Texto de origem »

**********

(Uma grande parte da intelectualidade nacional que começou mais tarde a interessar-se pela cultura anglo-saxónica, sobretudo nos domínios da economia e da ciência política, teve no berço da cultura francesa a sua grande fonte de inspiração para consolidar um pensamento coerente sobre a Europa e sobre a sociedade portuguesa. Basta estar atento ao que foi o exílio político no antigo regime para compreender essa influência decisiva. Mário Soares talvez tenha protagonizado a experiência de maior proximidade à cultura francesa, mas talvez tenha sido o intelectual Eduardo Lourenço o exemplo mais sólido dessa proximidade, leitor de Portuguesa numa deliciosa pequena cidade do sul de França, Vence. Não por acaso, é nos escritos de Eduardo Lourenço que podemos encontrar os mais lúcidos avisos e demonstrações do declínio francês no mundo, não do ponto de vista apenas dos territórios sobre os quais exerce a sua influência, mas sobretudo do ponto de vista do poder das ideias civilizacionais que brota do pensamento francês. Com a saída do Reino Unido da União Europeia, as encruzilhadas em que a Alemanha está mergulhada desde a saída de cena de Angela Merkel, e não será por acaso que ela publica agora as suas volumosas memórias, uma boa prenda de Natal, mas também um presente envenenado a quem a oferecermos dada a sua dimensão, restaria a França para imprimir alguma marca de articulação entre o passado e o futuro. Porém, pouco ou nada de inspirador poderemos esperar da França política e cultural, até porque o ambicioso Macron tem conduzido politicamente a França a um beco sem saída, despois de prometer muito e concretizado pouco. Seria pouco rigoroso da minha parte não considerar que as derivas de Macron estão no reverso da tragédia da esquerda. O Partido Socialista continua a agonizar e a França Insubmissa não tem conseguido transpor o seu radicalismo para uma ação política consequente, capaz de transformar o exercício do poder pela sua parte em algo de credível e viável. Neste caldo turbulento, chegamos ao paradoxo da Frente Nacional de Le Pen poder transformar-se no fiel da balança da viabilidade política em França. E estamos feitos e aviados. E a Europa que se cuide.)

**********

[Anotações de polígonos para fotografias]
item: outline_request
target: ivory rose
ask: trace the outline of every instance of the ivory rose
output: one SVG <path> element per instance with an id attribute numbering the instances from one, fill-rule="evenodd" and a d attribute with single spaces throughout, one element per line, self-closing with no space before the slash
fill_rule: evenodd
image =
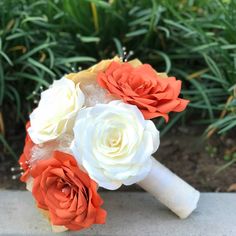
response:
<path id="1" fill-rule="evenodd" d="M 104 224 L 106 212 L 97 184 L 83 172 L 75 159 L 55 151 L 31 170 L 32 193 L 39 208 L 48 211 L 53 225 L 80 230 Z"/>
<path id="2" fill-rule="evenodd" d="M 54 81 L 42 92 L 38 107 L 30 115 L 28 133 L 35 144 L 53 140 L 71 132 L 77 112 L 84 105 L 79 84 L 67 78 Z"/>
<path id="3" fill-rule="evenodd" d="M 143 179 L 159 132 L 136 106 L 121 101 L 97 104 L 78 113 L 71 149 L 101 187 L 117 189 Z"/>
<path id="4" fill-rule="evenodd" d="M 105 71 L 98 73 L 97 81 L 112 95 L 138 106 L 145 119 L 162 116 L 168 121 L 169 112 L 181 112 L 189 102 L 178 98 L 180 80 L 158 74 L 150 65 L 138 60 L 111 62 Z"/>

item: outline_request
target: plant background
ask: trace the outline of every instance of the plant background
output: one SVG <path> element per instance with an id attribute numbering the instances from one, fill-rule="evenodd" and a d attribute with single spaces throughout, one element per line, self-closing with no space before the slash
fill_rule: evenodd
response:
<path id="1" fill-rule="evenodd" d="M 168 124 L 155 120 L 162 136 L 195 125 L 204 137 L 235 140 L 235 25 L 235 0 L 1 0 L 1 160 L 18 159 L 42 89 L 65 73 L 122 56 L 123 47 L 130 58 L 182 80 L 182 95 L 191 100 Z M 222 152 L 226 166 L 236 161 L 235 149 Z"/>

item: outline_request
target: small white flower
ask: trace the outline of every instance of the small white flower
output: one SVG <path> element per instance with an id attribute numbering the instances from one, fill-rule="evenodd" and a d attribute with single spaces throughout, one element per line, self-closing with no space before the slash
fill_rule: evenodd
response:
<path id="1" fill-rule="evenodd" d="M 136 106 L 112 101 L 78 113 L 71 148 L 92 179 L 117 189 L 149 173 L 158 146 L 159 131 L 152 121 Z"/>
<path id="2" fill-rule="evenodd" d="M 41 94 L 38 107 L 30 115 L 28 133 L 40 144 L 71 132 L 75 117 L 84 105 L 84 94 L 73 81 L 63 77 Z"/>

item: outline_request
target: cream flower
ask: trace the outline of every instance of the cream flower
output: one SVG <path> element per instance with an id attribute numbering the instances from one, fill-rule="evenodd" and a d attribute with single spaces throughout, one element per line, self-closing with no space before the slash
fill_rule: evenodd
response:
<path id="1" fill-rule="evenodd" d="M 65 77 L 41 94 L 38 107 L 30 115 L 28 133 L 34 143 L 40 144 L 71 132 L 75 117 L 84 105 L 84 94 L 79 84 Z"/>
<path id="2" fill-rule="evenodd" d="M 116 100 L 78 113 L 71 148 L 92 179 L 117 189 L 149 173 L 158 146 L 154 123 L 144 120 L 136 106 Z"/>

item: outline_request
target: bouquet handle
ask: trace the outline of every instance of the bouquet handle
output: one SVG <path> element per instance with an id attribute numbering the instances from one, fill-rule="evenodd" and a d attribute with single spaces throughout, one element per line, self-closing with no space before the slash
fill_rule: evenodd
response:
<path id="1" fill-rule="evenodd" d="M 152 168 L 147 177 L 137 184 L 152 194 L 181 219 L 187 218 L 197 207 L 199 191 L 179 178 L 152 157 Z"/>

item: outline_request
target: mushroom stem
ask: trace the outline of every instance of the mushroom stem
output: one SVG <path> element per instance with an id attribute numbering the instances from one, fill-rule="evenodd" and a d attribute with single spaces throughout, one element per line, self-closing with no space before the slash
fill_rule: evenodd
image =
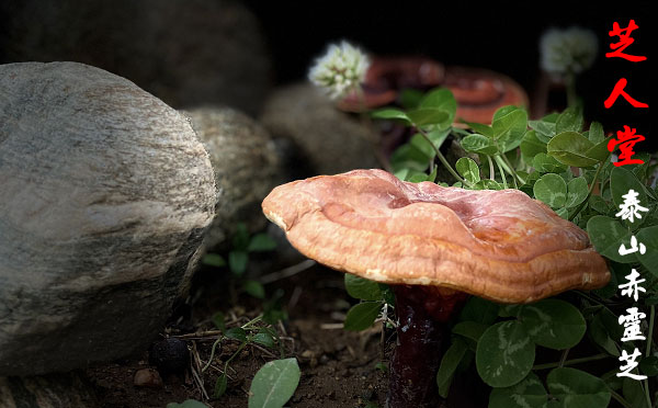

**********

Tarefa »
Responda a estas perguntas sobre o texto acerca do declínio da França:
(a) Em que cidade do sul de França foi Eduardo Lourenço leitor?
(b) O que publica agora Angela Merkel?
(c) Que partido continua a agonizar?

Resposta »
(a) Vence.
(b) As suas volumosas memórias.
(c) O Partido Socialista.